» Bacaan:
+---+

Kebijakan Kriminal Penanggulangan Tindak Pidana
Ekonomi di Indonesia
Oleh:
Iza Fadri
Pascasarjana Fakultas Hukum Universitas Nasional
Jl. Sawo Manila Pajetan Pasar Minggu Jakarta
JURNAL HUKUM NO. 3 VOL. 17 JULI 2010: 430 – 455
Tindak Pidana Ekonomi Merupakan Pelanggaran Hukum Pidana Ekonomi
Mengenai konsep hukum pidana ekonomi, beberapa pakar hukum telah mengemukakan pendapat, diantaranya adalah Andi Hamzah yang menyatakan:
bahwa hukum pidana ekonomi adalah bagain dari hukum pidana, yang mempunyai corak-corak tersendiri, yaitu corak ekonomi. Sehingga dapat dikatakan bahwa setiap ketentuan hukum pidana yang mempunyai orientasi pengaturan di bidang ekonomi dapat dikategorikan sebagai hukum pidana ekonomi.
Bambang Poernomo mengemukakan pengertian hukum pidana ekonomi sebagai berikut:
“Hukum pidana ekonomi adalah bagian dari hukum pidana yang mengatur tentang pelanggaran dan atau kejahatan dalam bidang ekonomi. Tujuan diadakannya hukum pidana ekonomi bukanlah hanya untuk menerapkan norma hukum dan menjatuhkan sanksi hukum pidana sekedar sebagai pencegahan atau pembalasan, akan tetapi mempunyai tujuan jauh untuk membangun perekonomian dan megejar kemakmuran untuk seluruh rakyat”.
Menurut H.A.K Moch Anwar, hukum pidana adalah sekumpulan peraturanperaturan dibidang ekonomi yang memuat ketentuan-ketentuan tentang keharusan/ kewajiban dan atau larangan terhadap pelanggaran mana diancam dengan hukuman.
Dengan memperhatikan beberapa pengertian di atas dapat disimpulkan bahwa hukum pidana ekonomi adalah seperangkat aturan yang mengatur tentang kejahatan dan atau pelanggaran aturan yang di ditetapkan oleh negara atau pemerintah dalam menata perekonomian ke arah terwujudnya kehidupan yang berkesejahteraan dan berkeadilan. Hukum pidana ekonomi merupakan ultimum remedium atau disebut juga sebagai senjata pamungkas, serta sering juga dikemukakan oleh Muladi bahwa hukum pidana hanya bertindak sebagai “tentara sewaan”/merchanary, dimana pengertian ini bisa juga diartikan bahwa hukum pidana digunakan bukan hanya untuk kepentingan hukum itu sendiri tetapi adalah untuk kepentingan tujuan yang lebih jelas yaitu untuk kepentingan ekonomi.

+---+

» Perintah 1:
Jawablah pertanyaan berikut berdasarkan bacaan tentang hukum pidana ekonomi.
(a) Menurut Andi Hamzah, corak tersendiri apa yang dimiliki hukum pidana ekonomi?
(b) Menurut Bambang Poernomo, hukum pidana ekonomi mengatur tentang apa?
(c) Hukum pidana ekonomi disebut juga sebagai senjata pamungkas; istilah apa yang digunakan untuk itu?

+---+

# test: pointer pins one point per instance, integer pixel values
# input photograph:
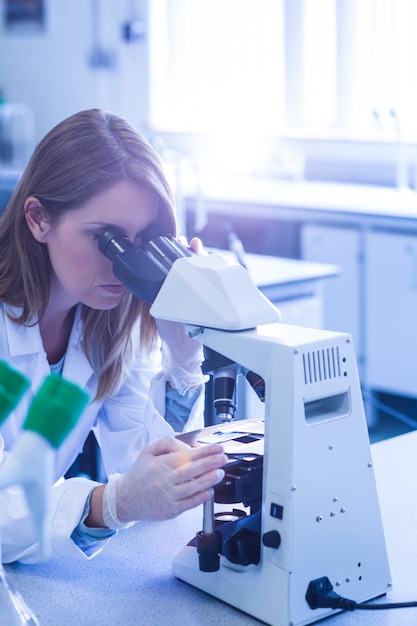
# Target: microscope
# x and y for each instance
(299, 479)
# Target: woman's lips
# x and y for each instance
(115, 290)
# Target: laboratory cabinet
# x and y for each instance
(374, 299)
(391, 311)
(342, 296)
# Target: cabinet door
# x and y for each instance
(391, 312)
(341, 295)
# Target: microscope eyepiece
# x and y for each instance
(113, 242)
(141, 269)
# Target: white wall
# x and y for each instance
(50, 70)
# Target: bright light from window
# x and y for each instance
(217, 66)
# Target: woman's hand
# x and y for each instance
(167, 479)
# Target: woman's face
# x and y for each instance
(81, 272)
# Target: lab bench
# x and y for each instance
(131, 581)
(369, 232)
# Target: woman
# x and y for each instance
(63, 310)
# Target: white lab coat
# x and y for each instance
(123, 424)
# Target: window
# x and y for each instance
(259, 66)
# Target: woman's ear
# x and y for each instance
(37, 219)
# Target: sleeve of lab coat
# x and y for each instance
(66, 506)
(135, 415)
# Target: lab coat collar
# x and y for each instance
(26, 340)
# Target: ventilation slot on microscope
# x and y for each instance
(321, 365)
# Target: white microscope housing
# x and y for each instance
(319, 514)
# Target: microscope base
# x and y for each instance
(319, 494)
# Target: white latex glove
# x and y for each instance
(181, 356)
(167, 479)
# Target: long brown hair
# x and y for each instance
(82, 156)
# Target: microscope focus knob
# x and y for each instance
(271, 539)
(243, 547)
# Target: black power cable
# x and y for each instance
(320, 594)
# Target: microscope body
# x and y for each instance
(319, 513)
(309, 501)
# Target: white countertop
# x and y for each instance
(326, 197)
(131, 582)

+---+

» Perintah 2: Tuliskan kembali baris-baris data kerja, mulai dari baris yang memuat "# Target: lab bench" hingga baris terakhir data kerja, dengan kedua batas itu ikut disalin.

» Hasil Akhir 1:
(a) Corak ekonomi.
(b) Pelanggaran dan atau kejahatan dalam bidang ekonomi.
(c) Ultimum remedium.

» Hasil Akhir 2:
# Target: lab bench
# x and y for each instance
(131, 581)
(369, 232)
# Target: woman
# x and y for each instance
(63, 310)
# Target: white lab coat
# x and y for each instance
(123, 424)
# Target: window
# x and y for each instance
(259, 66)
# Target: woman's ear
# x and y for each instance
(37, 219)
# Target: sleeve of lab coat
# x and y for each instance
(66, 506)
(135, 415)
# Target: lab coat collar
# x and y for each instance
(26, 340)
# Target: ventilation slot on microscope
# x and y for each instance
(321, 365)
# Target: white microscope housing
# x and y for each instance
(319, 514)
# Target: microscope base
# x and y for each instance
(319, 494)
# Target: white latex glove
# x and y for each instance
(181, 356)
(167, 479)
# Target: long brown hair
# x and y for each instance
(82, 156)
# Target: microscope focus knob
# x and y for each instance
(271, 539)
(243, 547)
# Target: black power cable
# x and y for each instance
(320, 594)
# Target: microscope body
# x and y for each instance
(319, 513)
(309, 501)
# Target: white countertop
# x and y for each instance
(326, 197)
(131, 582)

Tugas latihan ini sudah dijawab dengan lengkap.